Data taken from a collection:

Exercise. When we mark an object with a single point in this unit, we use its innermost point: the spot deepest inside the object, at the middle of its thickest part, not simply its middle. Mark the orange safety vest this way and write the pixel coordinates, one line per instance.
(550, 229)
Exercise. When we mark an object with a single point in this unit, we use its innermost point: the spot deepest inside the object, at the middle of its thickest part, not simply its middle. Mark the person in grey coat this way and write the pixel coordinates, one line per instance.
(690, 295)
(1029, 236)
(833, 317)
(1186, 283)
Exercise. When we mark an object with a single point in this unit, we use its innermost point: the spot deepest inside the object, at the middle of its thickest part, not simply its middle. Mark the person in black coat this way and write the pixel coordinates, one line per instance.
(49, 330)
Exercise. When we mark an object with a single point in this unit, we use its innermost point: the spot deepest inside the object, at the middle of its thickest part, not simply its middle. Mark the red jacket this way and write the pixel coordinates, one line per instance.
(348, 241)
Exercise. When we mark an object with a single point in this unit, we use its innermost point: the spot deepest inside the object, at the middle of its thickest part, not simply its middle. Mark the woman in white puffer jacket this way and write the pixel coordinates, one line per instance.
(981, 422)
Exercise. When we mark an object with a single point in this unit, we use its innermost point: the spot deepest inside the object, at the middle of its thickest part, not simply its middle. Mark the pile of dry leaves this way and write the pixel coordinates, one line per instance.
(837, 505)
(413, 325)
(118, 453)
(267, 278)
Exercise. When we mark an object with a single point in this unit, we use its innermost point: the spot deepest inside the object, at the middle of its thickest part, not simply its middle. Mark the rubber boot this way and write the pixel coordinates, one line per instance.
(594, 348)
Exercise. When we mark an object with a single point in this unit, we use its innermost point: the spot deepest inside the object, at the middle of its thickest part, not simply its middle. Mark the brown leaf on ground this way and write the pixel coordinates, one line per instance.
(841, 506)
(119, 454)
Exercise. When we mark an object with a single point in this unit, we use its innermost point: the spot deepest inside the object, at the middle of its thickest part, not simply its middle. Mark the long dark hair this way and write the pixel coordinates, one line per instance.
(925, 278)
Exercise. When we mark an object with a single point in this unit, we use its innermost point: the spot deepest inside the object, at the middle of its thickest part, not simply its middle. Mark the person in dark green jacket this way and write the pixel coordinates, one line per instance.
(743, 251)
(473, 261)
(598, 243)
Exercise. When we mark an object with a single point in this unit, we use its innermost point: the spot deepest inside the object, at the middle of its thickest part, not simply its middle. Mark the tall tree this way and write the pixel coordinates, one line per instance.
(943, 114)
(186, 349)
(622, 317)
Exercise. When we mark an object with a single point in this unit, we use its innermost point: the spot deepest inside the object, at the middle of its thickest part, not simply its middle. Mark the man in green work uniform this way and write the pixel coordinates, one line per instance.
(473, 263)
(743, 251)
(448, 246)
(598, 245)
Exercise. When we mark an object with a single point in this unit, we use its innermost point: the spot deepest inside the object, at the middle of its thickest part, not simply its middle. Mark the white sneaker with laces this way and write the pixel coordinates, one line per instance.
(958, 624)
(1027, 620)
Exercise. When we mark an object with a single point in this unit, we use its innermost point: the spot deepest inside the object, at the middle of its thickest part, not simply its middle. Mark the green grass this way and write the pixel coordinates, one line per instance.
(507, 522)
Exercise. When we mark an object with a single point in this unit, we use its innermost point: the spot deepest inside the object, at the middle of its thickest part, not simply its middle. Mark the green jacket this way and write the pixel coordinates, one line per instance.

EXERCISE TASK ▸ Copy every line of the entries above without changing anything.

TASK RESPONSE ▸
Exercise. When we mark an object with a single point in this unit, we use its innermost point: the spot deepest inside the object, at the middle of its thickest part, not simply its middle. Mark the orange safety vest this way and write the pixel coordinates, one line per instance.
(550, 229)
Exercise. When we mark an object with a single point in this unit, we use its innermost point: the spot deepest inside the object, at the middle of its thickest part, not simply its middle. Mark the person in grey coat this way and write the pixel coordinates, one line per instance.
(690, 295)
(1029, 236)
(833, 317)
(1186, 283)
Exercise. When we mark an object with a single point in this unit, we use its innermost point: the spot deepest inside the object, at the middle of its thickest part, not simply its middle. Mark the person in black coat this way and write the pixel coordinates, one line per instance.
(49, 330)
Exercise. When we mark an object with a single point in this unit, we use its innermost point: the spot deepest inside the object, at the middle of its thickest part, not simply its middle. Mark the red jacket this way and write the pixel coordinates, one line per instance.
(348, 241)
Exercise. When we mark an object with a single point in this unit, we use its innermost point: the spot deepest inside the object, at the middle of its thickest part, not simply its middle. Mark the woman in white puffer jacket this way and write the pixel coordinates, one line per instance.
(981, 422)
Exercise. When we mark an object with a single point in this unit, we use its innermost point: the spot deepest inside the object, at the middle of its thickest part, not simply its middle. Mark the pile of dry leaves this way and write the pixel coordinates, one line per instance.
(837, 505)
(413, 325)
(118, 453)
(267, 278)
Exercise. When we mark an object with a single point in this unit, we use its innermost point: the spot deepest inside the object, at the middle of its thickest part, not simply its middle. Mark the rubber boot this way and write the pixel coordinates, one line per instance.
(594, 348)
Exercise. When we mark an object with a single point in this unit, we use its innermost point: the spot deepest inside the object, at the middle of its thickest part, not simply its middle. Mark the brown leaf on ground this way and write the pixel coordinates, one line per instance.
(841, 506)
(119, 454)
Exercise. When we mark an object with a single point in this unit, we use its innermost point: the spot deepest inside the object, at the middle of its thickest part, not simply its middle. Mark the long dark hair this way and write the pixel coordinates, one line per instance.
(925, 278)
Exercise. When we mark an object with a single point in this unit, we use its innermost point: the spot deepest inside the object, at the middle of its thickest part, not simply its middle. Mark the person in dark green jacket this way and write the pixel coordinates, one line per instance.
(743, 251)
(473, 261)
(598, 243)
Exercise. When we mark an object with a single point in this unit, we use its innermost point: the spot deepest inside the object, at the middle of its thickest part, not simply its middle. Mark the tall tree this way and write the pixel coordinates, one line per instance.
(943, 114)
(186, 349)
(622, 317)
Exercise. When we mark an object with a single point in this unit, we use its innermost point: the spot deepest inside the object, at the middle of its thickest part, not simply its middle. Mark the man in green work uniform this way and write the pixel coordinates, one line per instance.
(473, 263)
(743, 251)
(448, 246)
(598, 245)
Exercise. When we mark an object with a single point in this unit, we use its innermost point: the spot deepest inside the object, at the middle of its thickest part, not simply its middle. Mark the white sneaker with laces this way and write the pixel coordinates, one line per instance.
(958, 624)
(1027, 620)
Exercise. When we mark an object with a single point in this unit, we use its innermost point: the spot deepest inside the object, at the middle of its thickest part, not simply its middle. Mark the green grass this way and write the pixel coordinates, one line per instance.
(507, 522)
Exercise. When we mark an object with a single point in this unit, we use its innermost point: the spot deepest inside the object, at the middle of its thickest part, not simply its middle. Mark the green jacket this way and write the pixel coordinates, one line per instance.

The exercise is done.